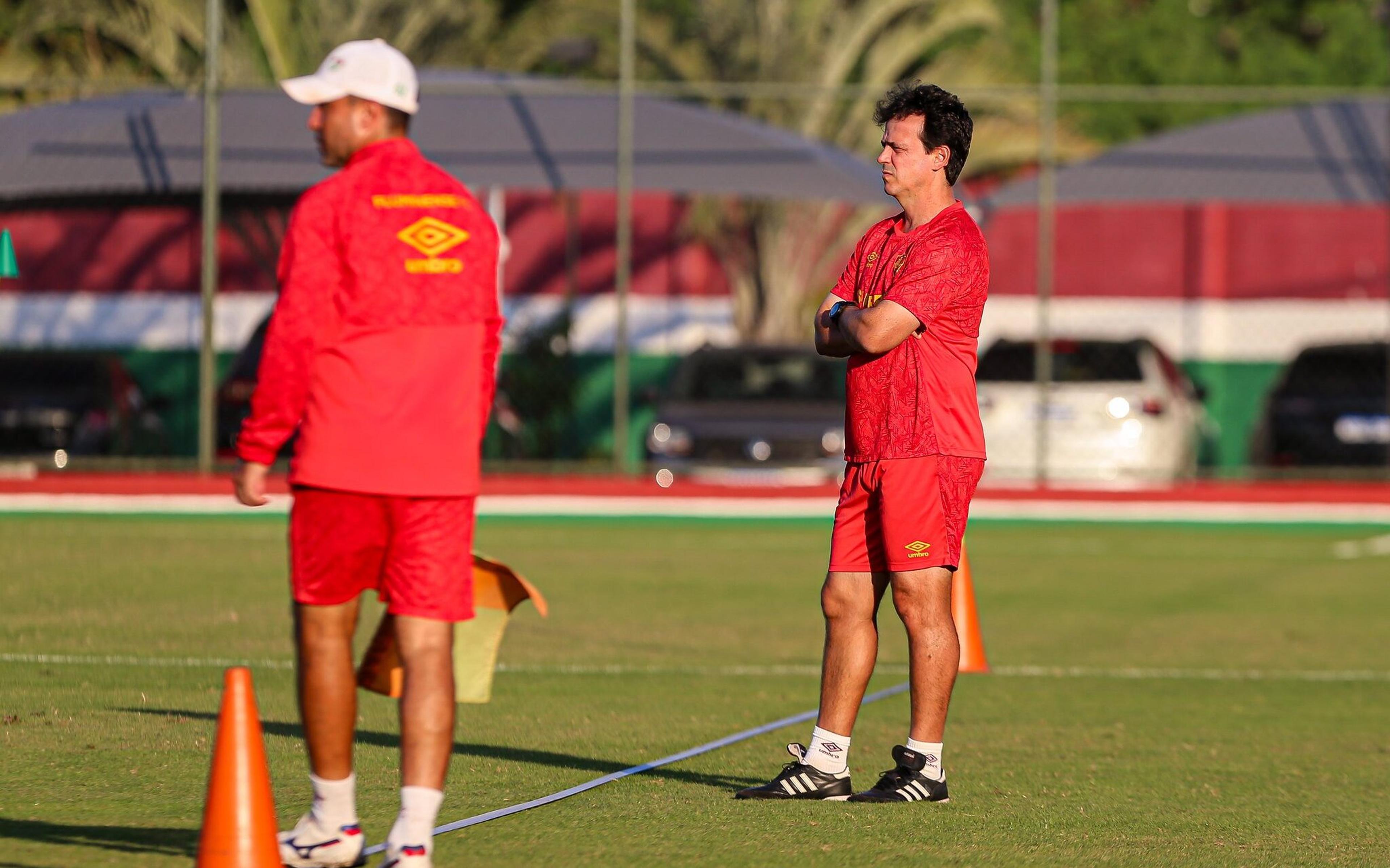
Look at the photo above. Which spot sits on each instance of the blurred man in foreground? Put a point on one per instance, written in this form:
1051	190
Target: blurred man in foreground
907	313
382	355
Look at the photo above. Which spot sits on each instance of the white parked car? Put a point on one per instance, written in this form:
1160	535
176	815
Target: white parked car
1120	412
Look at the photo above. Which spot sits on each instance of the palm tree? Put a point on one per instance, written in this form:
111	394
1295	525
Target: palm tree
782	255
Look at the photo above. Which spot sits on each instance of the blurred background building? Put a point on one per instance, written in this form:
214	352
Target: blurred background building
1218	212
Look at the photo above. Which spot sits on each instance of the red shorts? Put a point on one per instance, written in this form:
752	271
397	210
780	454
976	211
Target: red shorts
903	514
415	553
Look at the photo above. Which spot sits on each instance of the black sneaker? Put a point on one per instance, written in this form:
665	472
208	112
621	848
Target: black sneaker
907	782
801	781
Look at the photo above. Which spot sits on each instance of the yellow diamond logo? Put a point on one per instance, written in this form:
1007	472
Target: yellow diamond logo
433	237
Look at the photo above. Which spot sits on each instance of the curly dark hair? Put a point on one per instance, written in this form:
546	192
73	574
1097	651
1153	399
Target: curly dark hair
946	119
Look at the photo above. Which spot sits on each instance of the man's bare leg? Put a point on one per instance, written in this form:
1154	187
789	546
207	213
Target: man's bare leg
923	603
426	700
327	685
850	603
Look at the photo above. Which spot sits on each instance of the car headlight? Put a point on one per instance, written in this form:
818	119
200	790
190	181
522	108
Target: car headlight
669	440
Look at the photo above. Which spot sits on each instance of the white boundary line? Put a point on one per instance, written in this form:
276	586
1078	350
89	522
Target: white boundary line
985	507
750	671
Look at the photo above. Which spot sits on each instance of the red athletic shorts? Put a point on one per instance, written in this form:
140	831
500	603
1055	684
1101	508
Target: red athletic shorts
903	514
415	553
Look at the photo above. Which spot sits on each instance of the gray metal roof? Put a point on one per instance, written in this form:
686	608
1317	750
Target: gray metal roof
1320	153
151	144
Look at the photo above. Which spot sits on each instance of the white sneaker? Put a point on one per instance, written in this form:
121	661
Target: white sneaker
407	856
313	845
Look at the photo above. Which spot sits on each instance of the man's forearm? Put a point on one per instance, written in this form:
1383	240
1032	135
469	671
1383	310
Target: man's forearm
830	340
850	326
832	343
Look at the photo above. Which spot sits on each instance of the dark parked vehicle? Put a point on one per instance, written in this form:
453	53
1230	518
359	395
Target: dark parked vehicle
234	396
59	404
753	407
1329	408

──────────

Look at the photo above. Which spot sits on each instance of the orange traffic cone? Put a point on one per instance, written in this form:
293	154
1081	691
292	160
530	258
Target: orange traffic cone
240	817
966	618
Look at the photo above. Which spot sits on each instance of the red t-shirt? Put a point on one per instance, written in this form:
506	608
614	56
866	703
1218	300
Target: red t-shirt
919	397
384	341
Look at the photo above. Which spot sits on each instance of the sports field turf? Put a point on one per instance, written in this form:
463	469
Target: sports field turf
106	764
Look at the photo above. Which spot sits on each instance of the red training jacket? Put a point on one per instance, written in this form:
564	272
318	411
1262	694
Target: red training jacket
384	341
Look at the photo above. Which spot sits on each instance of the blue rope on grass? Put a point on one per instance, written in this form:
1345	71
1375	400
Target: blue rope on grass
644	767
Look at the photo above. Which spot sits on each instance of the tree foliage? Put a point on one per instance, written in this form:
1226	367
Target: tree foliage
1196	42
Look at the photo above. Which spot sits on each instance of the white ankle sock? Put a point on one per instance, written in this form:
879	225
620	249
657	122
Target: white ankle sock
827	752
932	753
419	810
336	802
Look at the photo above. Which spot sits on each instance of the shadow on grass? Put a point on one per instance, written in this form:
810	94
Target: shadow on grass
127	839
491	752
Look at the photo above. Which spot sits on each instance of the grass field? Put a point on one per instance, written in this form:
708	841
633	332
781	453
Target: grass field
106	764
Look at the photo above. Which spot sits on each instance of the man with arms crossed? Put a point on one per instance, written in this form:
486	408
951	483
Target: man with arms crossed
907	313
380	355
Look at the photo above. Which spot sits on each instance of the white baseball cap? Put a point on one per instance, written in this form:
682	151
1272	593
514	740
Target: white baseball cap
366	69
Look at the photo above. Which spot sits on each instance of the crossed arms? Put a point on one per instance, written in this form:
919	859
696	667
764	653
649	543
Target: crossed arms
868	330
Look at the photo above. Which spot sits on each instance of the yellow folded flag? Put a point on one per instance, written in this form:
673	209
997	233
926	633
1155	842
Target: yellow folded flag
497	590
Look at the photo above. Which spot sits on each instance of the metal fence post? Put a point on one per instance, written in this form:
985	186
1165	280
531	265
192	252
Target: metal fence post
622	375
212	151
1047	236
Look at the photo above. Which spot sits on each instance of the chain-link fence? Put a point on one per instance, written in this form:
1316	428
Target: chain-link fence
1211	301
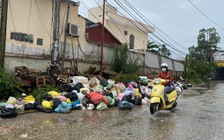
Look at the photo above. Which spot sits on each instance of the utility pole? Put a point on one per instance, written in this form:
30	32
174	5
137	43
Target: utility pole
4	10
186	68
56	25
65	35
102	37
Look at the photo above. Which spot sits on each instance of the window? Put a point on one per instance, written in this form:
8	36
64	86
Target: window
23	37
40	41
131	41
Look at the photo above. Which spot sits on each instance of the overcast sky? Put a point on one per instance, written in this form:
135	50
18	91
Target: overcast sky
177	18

──────────

REQUIRED WORK: How many lines in the entries contain the string "metal"? Case counts, and the reply should be the number alone.

SOLUTION TO THIS TASK: 4